__RECORD LIST__.

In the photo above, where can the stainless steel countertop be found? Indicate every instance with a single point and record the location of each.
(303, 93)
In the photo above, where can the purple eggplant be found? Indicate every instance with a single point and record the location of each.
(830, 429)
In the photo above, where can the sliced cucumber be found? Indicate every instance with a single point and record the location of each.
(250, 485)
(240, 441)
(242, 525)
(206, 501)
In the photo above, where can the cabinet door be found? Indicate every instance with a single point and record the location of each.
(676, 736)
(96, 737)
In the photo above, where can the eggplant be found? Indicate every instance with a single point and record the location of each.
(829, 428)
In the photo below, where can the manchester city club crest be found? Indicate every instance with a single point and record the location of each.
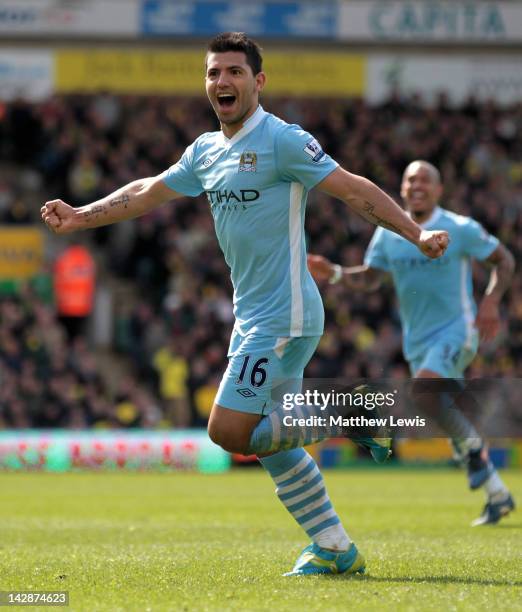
(248, 161)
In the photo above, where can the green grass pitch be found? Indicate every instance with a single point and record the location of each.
(139, 541)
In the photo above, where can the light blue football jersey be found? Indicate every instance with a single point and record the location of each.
(434, 294)
(257, 184)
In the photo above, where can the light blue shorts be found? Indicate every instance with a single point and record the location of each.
(448, 356)
(256, 363)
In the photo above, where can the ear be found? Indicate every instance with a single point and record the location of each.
(403, 189)
(260, 80)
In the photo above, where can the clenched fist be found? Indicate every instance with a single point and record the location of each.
(433, 243)
(58, 216)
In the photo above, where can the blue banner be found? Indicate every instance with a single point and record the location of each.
(273, 19)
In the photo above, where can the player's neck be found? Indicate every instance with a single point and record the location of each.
(421, 217)
(231, 129)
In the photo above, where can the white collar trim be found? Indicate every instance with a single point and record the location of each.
(250, 124)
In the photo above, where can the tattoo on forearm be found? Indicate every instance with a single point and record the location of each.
(123, 199)
(369, 210)
(95, 211)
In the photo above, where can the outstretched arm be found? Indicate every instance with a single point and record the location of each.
(488, 316)
(360, 278)
(365, 198)
(132, 200)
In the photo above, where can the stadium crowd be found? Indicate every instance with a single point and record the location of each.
(177, 329)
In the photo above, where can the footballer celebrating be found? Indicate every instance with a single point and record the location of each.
(256, 173)
(440, 321)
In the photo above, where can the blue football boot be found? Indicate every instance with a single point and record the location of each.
(317, 560)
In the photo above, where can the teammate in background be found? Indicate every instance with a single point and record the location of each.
(441, 326)
(256, 173)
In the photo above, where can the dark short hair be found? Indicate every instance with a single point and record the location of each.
(238, 41)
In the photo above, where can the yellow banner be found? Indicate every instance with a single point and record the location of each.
(21, 252)
(292, 73)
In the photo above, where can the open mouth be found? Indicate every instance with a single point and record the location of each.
(226, 100)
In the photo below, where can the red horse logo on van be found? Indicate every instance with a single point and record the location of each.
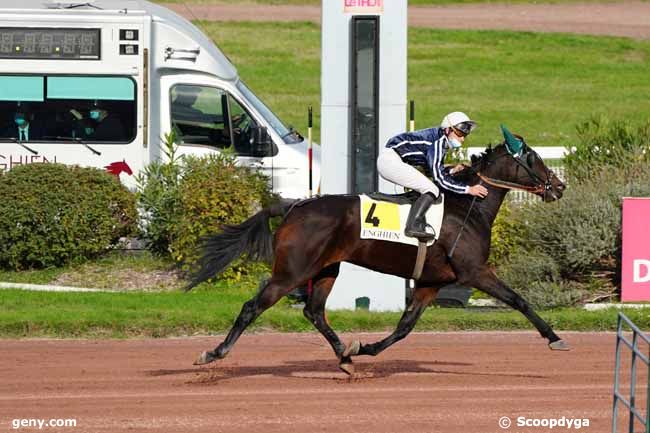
(118, 167)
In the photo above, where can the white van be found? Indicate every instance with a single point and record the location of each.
(99, 83)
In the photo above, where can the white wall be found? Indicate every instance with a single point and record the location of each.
(385, 292)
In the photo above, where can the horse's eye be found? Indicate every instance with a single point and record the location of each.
(530, 159)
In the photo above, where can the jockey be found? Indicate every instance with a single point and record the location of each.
(426, 148)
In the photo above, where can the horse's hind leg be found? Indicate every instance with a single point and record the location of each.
(421, 299)
(272, 291)
(488, 282)
(314, 311)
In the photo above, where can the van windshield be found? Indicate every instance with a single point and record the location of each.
(67, 108)
(288, 135)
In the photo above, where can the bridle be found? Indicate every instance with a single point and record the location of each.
(540, 186)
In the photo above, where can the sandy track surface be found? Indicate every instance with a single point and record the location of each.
(431, 382)
(630, 19)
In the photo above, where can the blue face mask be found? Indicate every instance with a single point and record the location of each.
(454, 143)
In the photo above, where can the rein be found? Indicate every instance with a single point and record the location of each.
(511, 185)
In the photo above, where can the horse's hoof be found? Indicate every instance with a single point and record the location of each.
(559, 345)
(352, 349)
(204, 358)
(347, 368)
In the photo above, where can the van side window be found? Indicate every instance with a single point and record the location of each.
(67, 108)
(198, 115)
(209, 116)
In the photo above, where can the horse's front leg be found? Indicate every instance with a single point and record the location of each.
(489, 283)
(314, 311)
(422, 297)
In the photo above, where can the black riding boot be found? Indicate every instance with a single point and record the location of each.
(416, 222)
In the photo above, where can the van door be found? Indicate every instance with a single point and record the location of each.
(207, 119)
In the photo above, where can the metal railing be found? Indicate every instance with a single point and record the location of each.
(636, 353)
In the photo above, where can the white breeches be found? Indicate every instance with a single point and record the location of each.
(393, 169)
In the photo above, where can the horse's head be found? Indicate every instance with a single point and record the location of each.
(515, 165)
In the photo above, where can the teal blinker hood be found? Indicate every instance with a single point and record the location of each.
(513, 144)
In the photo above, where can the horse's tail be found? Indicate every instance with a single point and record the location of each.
(252, 237)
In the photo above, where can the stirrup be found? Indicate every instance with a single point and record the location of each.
(424, 236)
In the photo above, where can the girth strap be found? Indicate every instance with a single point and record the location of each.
(419, 261)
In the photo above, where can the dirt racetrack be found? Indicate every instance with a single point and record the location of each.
(431, 382)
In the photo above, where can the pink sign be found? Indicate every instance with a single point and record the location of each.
(635, 283)
(363, 6)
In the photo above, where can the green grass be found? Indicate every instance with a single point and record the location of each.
(113, 271)
(540, 85)
(119, 315)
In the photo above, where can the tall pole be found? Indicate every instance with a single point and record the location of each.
(310, 149)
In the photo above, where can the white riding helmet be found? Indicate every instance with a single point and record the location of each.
(459, 121)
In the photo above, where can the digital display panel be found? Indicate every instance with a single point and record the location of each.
(41, 43)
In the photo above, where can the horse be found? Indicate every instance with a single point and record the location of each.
(317, 234)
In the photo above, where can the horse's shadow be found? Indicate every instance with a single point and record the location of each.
(328, 370)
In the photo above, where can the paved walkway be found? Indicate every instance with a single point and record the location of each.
(628, 18)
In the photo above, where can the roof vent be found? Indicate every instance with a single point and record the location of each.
(70, 4)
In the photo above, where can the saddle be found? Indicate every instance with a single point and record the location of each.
(408, 197)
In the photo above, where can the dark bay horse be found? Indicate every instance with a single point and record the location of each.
(318, 234)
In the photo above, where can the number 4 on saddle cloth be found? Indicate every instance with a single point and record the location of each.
(383, 217)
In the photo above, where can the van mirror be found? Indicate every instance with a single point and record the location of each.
(262, 144)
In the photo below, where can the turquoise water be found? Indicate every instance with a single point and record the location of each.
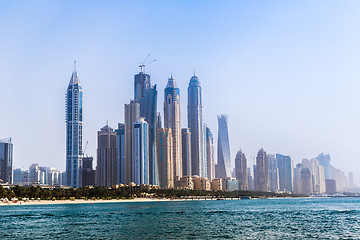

__EXERCISE AIM__. Render all of the records above as a Markdown table with the columns "Row" and "Record text", one line per row and no blank lines. Omit the pictures.

__EXERCISE ANSWER__.
| Row | Record text |
|---|---|
| 1 | In the photo above, where can the stainless steel countertop be found? Indicate every instance with a single point and record the location of each. |
| 2 | (303, 93) |
| 3 | In the photo above, where can the purple eggplant be found? Indicate every instance with a single point and record the location of each. |
| 4 | (830, 429) |
| 5 | In the photo above, where can the sliced cucumber be found? Indicate every instance with a single point and record the location of each. |
| 6 | (250, 485) |
| 7 | (240, 441) |
| 8 | (242, 525) |
| 9 | (206, 501) |
| 10 | In the photo above, where can the cabinet door be found? Indicate every instance with a single point and record the location of each. |
| 11 | (676, 736) |
| 12 | (96, 737) |
| 13 | In the photo above, where can the eggplant be found? Indicate every instance with a single point and record the location of each. |
| 14 | (829, 428) |
| 15 | In the photo below, where can the manchester city club crest be found? Indicate every instance with a single point and record the location of each. |
| 16 | (248, 161) |
| 17 | In the photo above, where can the green grass pitch be found? Indicate every instance with a single point and record the location of each. |
| 18 | (139, 541) |
| 19 | In the photo above, where can the light blue football jersey be found? Indicate every instance with a single point and record the location of each. |
| 20 | (434, 294) |
| 21 | (257, 184) |
| 22 | In the photo above, where can the light blue shorts be found? Indicate every instance with a single point and record the location of each. |
| 23 | (448, 356) |
| 24 | (256, 363) |
| 25 | In the photo above, where can the ear be found? Indicate every instance with a single point and record the location of each. |
| 26 | (403, 189) |
| 27 | (260, 80) |
| 28 | In the photo above, where can the clenched fist be found? Indicate every instance with a single point and record the location of each. |
| 29 | (433, 243) |
| 30 | (58, 216) |
| 31 | In the photo above, where can the blue banner be found? Indicate every instance with a single point and record the location of each. |
| 32 | (273, 19) |
| 33 | In the photo above, where can the player's neck be found? Indicate every instance with a single point and record the location of each. |
| 34 | (421, 217) |
| 35 | (231, 129) |
| 36 | In the photo above, where can the white collar trim be found? Indicate every instance with a single point and record the location of each. |
| 37 | (250, 124) |
| 38 | In the photo above, where can the tattoo on forearm be found? Indicate every instance with a single point and record the location of each. |
| 39 | (123, 199) |
| 40 | (369, 210) |
| 41 | (95, 211) |
| 42 | In the photo above, where can the outstretched arm be found? Indicate every instance with a single point and record the location of each. |
| 43 | (488, 316) |
| 44 | (360, 278) |
| 45 | (365, 198) |
| 46 | (132, 200) |
| 47 | In the photo above, where can the stadium crowd be found? Indicate every instance with a single point and record the location of each. |
| 48 | (177, 329) |
| 49 | In the photo above, where can the footballer celebrating be found? Indicate every instance with a single point and record the location of each. |
| 50 | (256, 173) |
| 51 | (440, 321) |
| 52 | In the photo above, where can the blue football boot be found? Indicate every instance with a single point and record the location of each. |
| 53 | (317, 560) |
| 54 | In the photo above, where can the teammate in background be found? Indicate every instance with a single point and record the location of each. |
| 55 | (441, 326) |
| 56 | (256, 173) |
| 57 | In the photo above, where can the dark short hair be found? Indicate every instance with a single point and record the location of each. |
| 58 | (238, 41) |
| 59 | In the photo above, where can the yellow banner be found? Indicate every instance with a single point and record the location of each. |
| 60 | (21, 252) |
| 61 | (292, 73) |
| 62 | In the photo above, where can the open mouth be found? Indicate every instance with a single point and record the location of each. |
| 63 | (226, 100) |
| 64 | In the photo below, where can the red horse logo on van be found? Indicate every instance with a single point and record the location of each. |
| 65 | (118, 167) |
| 66 | In the photo above, where can the white van be found? Indicate every instance with a single point and record the location of each. |
| 67 | (99, 83) |
| 68 | In the photo above, where can the white wall be found? Indicate every instance with a single point and record the location of each. |
| 69 | (385, 292) |
| 70 | In the photo above, where can the horse's eye be found? Indicate every instance with a single point and record the location of each. |
| 71 | (530, 159) |
| 72 | In the photo above, where can the jockey be found? Indicate every instance with a single point and record the location of each. |
| 73 | (426, 148) |
| 74 | In the photo above, where can the horse's hind leg be found? Indicate every instance with a single point and record the location of each. |
| 75 | (421, 299) |
| 76 | (272, 291) |
| 77 | (488, 282) |
| 78 | (314, 311) |
| 79 | In the photo above, where can the van windshield be found? Indicate every instance with a single point and record the location of each. |
| 80 | (67, 108) |
| 81 | (288, 135) |
| 82 | In the photo above, where can the bridle be found? Indicate every instance with a single point and record the location of each. |
| 83 | (540, 186) |
| 84 | In the photo above, where can the sandy track surface be found? Indicate every instance with a single point and record the location of each. |
| 85 | (431, 382) |
| 86 | (630, 19) |
| 87 | In the photo above, where can the blue face mask be found? Indicate every instance with a single point and record the location of each. |
| 88 | (454, 143) |
| 89 | In the photo above, where can the rein be found? Indicate every instance with a single point and record the location of each. |
| 90 | (511, 185) |
| 91 | In the photo above, where can the horse's hoof be found? Indicate every instance with a single point and record the location of each. |
| 92 | (559, 345) |
| 93 | (352, 349) |
| 94 | (204, 358) |
| 95 | (347, 368) |
| 96 | In the photo above, where can the van side window be found? Indicate every instance with a single point and record the location of each. |
| 97 | (67, 108) |
| 98 | (198, 115) |
| 99 | (209, 116) |
| 100 | In the photo above, where can the horse's front leg be found? Indicate every instance with a single point and record the location of each. |
| 101 | (489, 283) |
| 102 | (314, 311) |
| 103 | (422, 297) |
| 104 | In the photo above, where can the black riding boot be found? Indicate every instance with a single point and record the location of each. |
| 105 | (416, 222) |
| 106 | In the photo above, where can the van door be found? Indicate every instance with a single point and record the location of each. |
| 107 | (207, 119) |
| 108 | In the photo above, where can the metal railing be found? Indicate every instance with a single point and record the location of each. |
| 109 | (636, 353) |
| 110 | In the photo above, where can the white breeches be found? Indicate every instance with a single point and record the location of each. |
| 111 | (393, 169) |
| 112 | In the photo above, where can the horse's head be found? Indicate every instance with a single point and record the location of each. |
| 113 | (515, 165) |
| 114 | In the photo above, where can the teal blinker hood be found? Indicate every instance with a single point and record the location of each. |
| 115 | (513, 144) |
| 116 | In the photo above, where can the horse's tail be found? Indicate every instance with a single point and record the location of each. |
| 117 | (252, 237) |
| 118 | In the photo above, where can the stirrup be found? Indicate every instance with a single point and record the location of each. |
| 119 | (424, 236) |
| 120 | In the photo above, where can the girth strap be found? Indicate every instance with a single point and record the location of each. |
| 121 | (419, 261) |
| 122 | In the photo above, where can the dirt racetrack be found? Indicate every instance with a single point and record the location of each. |
| 123 | (431, 382) |
| 124 | In the photo above, where can the pink sign be found? Indicate every instance with a single point and record the location of each. |
| 125 | (635, 283) |
| 126 | (363, 6) |
| 127 | In the photo above, where can the green grass be found? Indicate every instance with a single point and record the location of each. |
| 128 | (113, 271) |
| 129 | (540, 85) |
| 130 | (119, 315) |
| 131 | In the photo above, where can the tall pole be found? Indicate every instance with a single point and record the location of each. |
| 132 | (310, 149) |
| 133 | In the photo above, where can the white riding helmet be found? Indicate every instance with a single point and record the location of each. |
| 134 | (459, 121) |
| 135 | In the photo above, where can the digital display panel be found? Indicate every instance with a single point and record the location of each. |
| 136 | (41, 43) |
| 137 | In the photo above, where can the horse be found? Indicate every instance with a single point and record the location of each. |
| 138 | (317, 234) |
| 139 | In the photo above, where can the horse's shadow be found? Indicate every instance with a single point and record the location of each. |
| 140 | (328, 370) |
| 141 | In the photo above, where can the paved walkway be found? Indicate every instance with a single point and record the location of each. |
| 142 | (628, 18) |
| 143 | In the photo above, where can the roof vent be found? Indicate every instance with a single point and record the location of each. |
| 144 | (70, 4) |
| 145 | In the photo above, where can the saddle be found? Indicate every instance with a single point and record the location of each. |
| 146 | (408, 197) |
| 147 | In the photo above, where can the dark bay horse be found? Indicate every instance with a single point and record the location of each. |
| 148 | (318, 234) |
| 149 | In the photo above, where can the number 4 on saddle cloth be found? Indicate every instance with a single point and record the location of each. |
| 150 | (383, 217) |
| 151 | In the photo above, where can the van mirror be found? Indicate every instance with a single point and record the location of each. |
| 152 | (262, 144) |
| 153 | In the photo below, where can the turquoise water be found? Indicate every instance with a single point and record the location of each. |